=== Passage for review ===

┄┄┄┄┄┄

You know it's not your average college dorm when violins can be found on every floor, but alcohol and pot are nowhere to be seen.
Psychiatry professor Jim Hudziak pulled a few strings to fill one of the freshman dorms with 80 violins and required students to sign a contract promising no drinking or drugs if they want to live there. It's a bold experiment on any college campus, but he did it at the University of Vermont, long known as a big-time party school.
"We didn't go do it in a place where everyone would say, 'oh, well, that would work.' We did it in the place where people giggled," Hudziak said.
According to the National Institute on Alcohol Abuse and Alcoholism, about a quarter of today's college students admit they suffer consequences from drinking too much. Nearly 700,000 said they've been assaulted by another student who had too much alcohol.
For students not interested in an "Animal House" experience, welcome to the "wellness environment." At this program for incoming freshmen, it's goodbye toga – hello yoga. Late-night pizza and round-the-clock partying have been replaced by Peloton bikes and personal trainers. The idea: surround college students with activities that expand the brain, not zap it with the usual menu of college indulgences.
"I remember even learning that you're supposed to eat probiotic yogurt to help your brain function," student Azilee Curl told CBS News correspondent Jim Axelrod. "Dr. Hudziak will reinforce that again and again."
It seems to be working. Binge drinking is down and GPAs and graduation rates are up. The program has grown tenfold in just four years and now includes almost a third of this year's entering class.
Hudziak explained that the brains of college freshmen are still developing. "You couldn't come up with a worse age to send someone to college than when they're 18. It's the most vulnerable brain period, other than 0 to 3," he said.

┄┄┄┄┄┄

=== What you will do ===
(1) Copy the article about the University of Vermont wellness dorm word for word, beginning at the words "According to the" and stopping after the words "of college indulgences.".
(2) In the article about the University of Vermont wellness dorm, how many violins did Jim Hudziak put in the freshman dorm?
(3) Write the next part of the article about the University of Vermont wellness dorm, picking up after its final sentence.

=== Entries supplied ===
┄┄┄┄┄┄

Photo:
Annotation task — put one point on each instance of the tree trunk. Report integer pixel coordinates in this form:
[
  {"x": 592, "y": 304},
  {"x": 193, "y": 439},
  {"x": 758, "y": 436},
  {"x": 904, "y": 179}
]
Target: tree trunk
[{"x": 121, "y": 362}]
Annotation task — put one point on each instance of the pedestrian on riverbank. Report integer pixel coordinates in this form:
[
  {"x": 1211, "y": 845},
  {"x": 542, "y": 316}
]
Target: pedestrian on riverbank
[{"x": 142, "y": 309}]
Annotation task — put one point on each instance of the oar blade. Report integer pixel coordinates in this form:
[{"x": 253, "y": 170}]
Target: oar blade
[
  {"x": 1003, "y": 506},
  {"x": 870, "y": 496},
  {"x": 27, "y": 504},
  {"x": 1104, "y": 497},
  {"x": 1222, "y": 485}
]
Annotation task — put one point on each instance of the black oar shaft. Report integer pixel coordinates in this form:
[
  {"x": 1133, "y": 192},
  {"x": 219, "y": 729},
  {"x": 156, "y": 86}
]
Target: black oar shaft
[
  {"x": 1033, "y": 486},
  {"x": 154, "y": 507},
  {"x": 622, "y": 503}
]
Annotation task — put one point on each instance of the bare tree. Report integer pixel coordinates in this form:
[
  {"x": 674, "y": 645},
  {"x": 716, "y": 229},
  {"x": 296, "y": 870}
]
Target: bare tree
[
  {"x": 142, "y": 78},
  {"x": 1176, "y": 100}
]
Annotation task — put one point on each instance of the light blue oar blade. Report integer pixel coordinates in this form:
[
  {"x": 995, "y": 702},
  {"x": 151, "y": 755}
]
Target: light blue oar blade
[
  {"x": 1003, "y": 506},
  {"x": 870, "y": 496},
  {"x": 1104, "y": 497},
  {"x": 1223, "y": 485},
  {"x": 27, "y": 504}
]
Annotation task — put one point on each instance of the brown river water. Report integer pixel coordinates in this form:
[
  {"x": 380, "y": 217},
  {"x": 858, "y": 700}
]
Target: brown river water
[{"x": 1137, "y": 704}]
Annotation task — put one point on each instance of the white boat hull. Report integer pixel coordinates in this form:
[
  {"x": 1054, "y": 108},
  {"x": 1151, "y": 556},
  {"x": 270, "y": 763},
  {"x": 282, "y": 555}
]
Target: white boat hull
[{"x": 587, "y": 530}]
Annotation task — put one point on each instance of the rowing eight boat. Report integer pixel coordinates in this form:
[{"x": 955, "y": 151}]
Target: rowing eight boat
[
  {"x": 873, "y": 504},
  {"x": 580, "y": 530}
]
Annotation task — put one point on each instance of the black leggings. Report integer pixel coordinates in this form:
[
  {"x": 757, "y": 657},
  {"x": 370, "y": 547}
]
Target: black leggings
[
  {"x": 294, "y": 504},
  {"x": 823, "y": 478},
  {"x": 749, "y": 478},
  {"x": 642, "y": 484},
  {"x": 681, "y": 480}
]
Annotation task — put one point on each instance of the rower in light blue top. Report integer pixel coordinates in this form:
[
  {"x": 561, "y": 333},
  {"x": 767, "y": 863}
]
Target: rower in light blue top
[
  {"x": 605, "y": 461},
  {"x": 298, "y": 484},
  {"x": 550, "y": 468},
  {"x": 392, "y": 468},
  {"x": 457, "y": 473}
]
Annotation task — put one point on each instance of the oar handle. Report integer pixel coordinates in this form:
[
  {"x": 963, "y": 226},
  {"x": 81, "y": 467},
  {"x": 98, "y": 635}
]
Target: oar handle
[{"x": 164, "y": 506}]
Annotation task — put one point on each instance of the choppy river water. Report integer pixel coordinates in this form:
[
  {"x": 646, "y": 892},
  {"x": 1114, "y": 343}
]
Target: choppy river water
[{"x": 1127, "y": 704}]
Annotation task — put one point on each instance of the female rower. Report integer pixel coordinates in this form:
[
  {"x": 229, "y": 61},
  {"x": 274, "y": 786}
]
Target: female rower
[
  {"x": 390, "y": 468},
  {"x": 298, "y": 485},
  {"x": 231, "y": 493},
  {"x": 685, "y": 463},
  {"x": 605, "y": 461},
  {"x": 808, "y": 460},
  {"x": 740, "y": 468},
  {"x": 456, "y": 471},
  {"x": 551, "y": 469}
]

┄┄┄┄┄┄

=== Answer set ===
(1)
According to the National Institute on Alcohol Abuse and Alcoholism, about a quarter of today's college students admit they suffer consequences from drinking too much. Nearly 700,000 said they've been assaulted by another student who had too much alcohol.
For students not interested in an "Animal House" experience, welcome to the "wellness environment." At this program for incoming freshmen, it's goodbye toga – hello yoga. Late-night pizza and round-the-clock partying have been replaced by Peloton bikes and personal trainers. The idea: surround college students with activities that expand the brain, not zap it with the usual menu of college indulgences.

(2) 80 violins.

(3)
So Dr. Hudziak, the chief of child psychiatry at UVM's medical school, set some rules. No bongs, no beer pong, no shot glasses or lighters, which he calls "neurotriggers" that tempt bad behavior.
"The kids in my community aren't punished if they go out and have a beer or smoke the dilly weed," Hudziak said. It's just not allowed in their dorm rooms.
Hudziak frames it as an exercise in making choices, handing out Apple Watches for students to record the consequences of their actions.
"They could say, 'wow, I've had three bad days' and then they can look at their own health survey and go, 'well, I smoked six bowls, had five shots and didn't sleep very much. Maybe that's why,'" Hudziak said. "You build a healthy brain, a healthy body will follow."
Meditation and exercise have become the activities of choice, and this doctor's prescriptions are for "belly breathing" and "reading 'Harry Potter and the Chamber of Secrets.'"
"This is not the ramblings of a crunchy Vermonter. This is hardcore neuroscience," Hudziak said.
The approach they are taking at UVM is really catching on. Some big schools like New York University have started similar programs and more than 40 others have expressed interest in bringing this approach to their campuses.